* BEGIN SUPPLIED PASSAGE *

Jody J. Schmelzer (argued), Office of the Attorney General, Madison, WI, for Defendant-Appellant.

Paul D. Clement, Dept. of Justice, Civ. Div., App., Washington, DC for Intervenor-Appellee.

Michael S. Raab, Paul D. Clement (argued), Washington, DC, for Intervenor-Appellee.

Todd R. Marti, Office of the Attorney General, Columbus, OH, for Amicus Curiae.

Before BAUER, COFFEY, and DIANE P. WOOD, Circuit Judges.

BAUER, Circuit Judge.

Plaintiff Jerry Charles, a Muslim inmate, filed an action against officials with the Wisconsin Department of Corrections' Division of Adult Institutions (collectively, "DOC"), alleging separate violations of his First Amendment right to the free exercise of religion as well as the Religious Land Use and Institutionalized Persons Act ("RLUIPA"), 42 U.S.C. § 2000cc-1(a), because DOC officials prohibited him from possessing Islamic prayer oil in his cell and from celebrating more than one religious feast per year. The district court granted summary judgment in favor of the DOC on both of Charles' First Amendment claims and on his religious feast claim under RLUIPA.

* END SUPPLIED PASSAGE *
* BEGIN RAW DATA *

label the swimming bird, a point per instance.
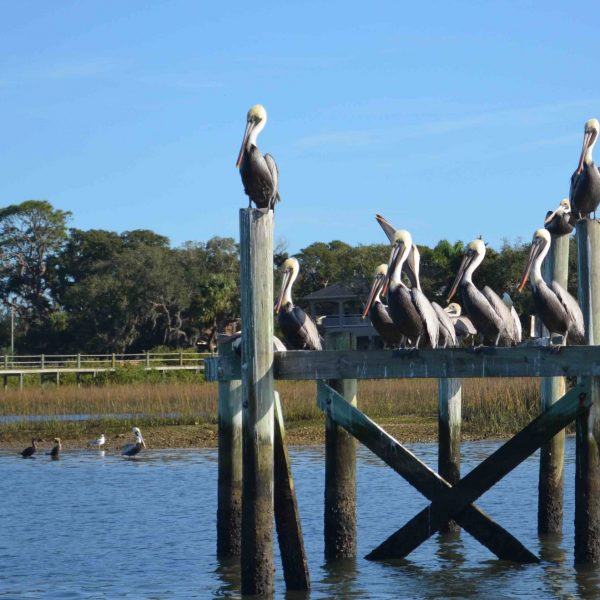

* END RAW DATA *

= EXERCISE TASK 1 =
Extract the portion of the court opinion starting with "Before BAUER, COFFEY, and" and going on through "claim under RLUIPA.".
= EXERCISE TASK 2 =
According to the court opinion, what did DOC officials prohibit Jerry Charles from doing?
= EXERCISE TASK 3 =
Proceed with the court opinion from the point at which it stops.
The data come from a source separate from the court opinion.

= TASK RESULT 1 =
Before BAUER, COFFEY, and DIANE P. WOOD, Circuit Judges.

BAUER, Circuit Judge.

Plaintiff Jerry Charles, a Muslim inmate, filed an action against officials with the Wisconsin Department of Corrections' Division of Adult Institutions (collectively, "DOC"), alleging separate violations of his First Amendment right to the free exercise of religion as well as the Religious Land Use and Institutionalized Persons Act ("RLUIPA"), 42 U.S.C. § 2000cc-1(a), because DOC officials prohibited him from possessing Islamic prayer oil in his cell and from celebrating more than one religious feast per year. The district court granted summary judgment in favor of the DOC on both of Charles' First Amendment claims and on his religious feast claim under RLUIPA.

= TASK RESULT 2 =
They prohibited him from possessing Islamic prayer oil in his cell and from celebrating more than one religious feast per year.

= TASK RESULT 3 =
The court, however, held that the DOC violated RLUIPA by refusing to allow Charles to possess a reasonable quantity of prayer oil but reserved judgment on the DOC's constitutional challenge to RLUIPA in order to allow the United States to intervene and defend the statute. Following intervention by the United States, the district court held that RLUIPA was a constitutional exercise of Congress' power under the Spending Clause and that it did not violate the Tenth Amendment or the First Amendment's Establishment Clause. As a result, the court entered summary judgment in favor of Charles on his prayer oil claim under RLUIPA. We affirm.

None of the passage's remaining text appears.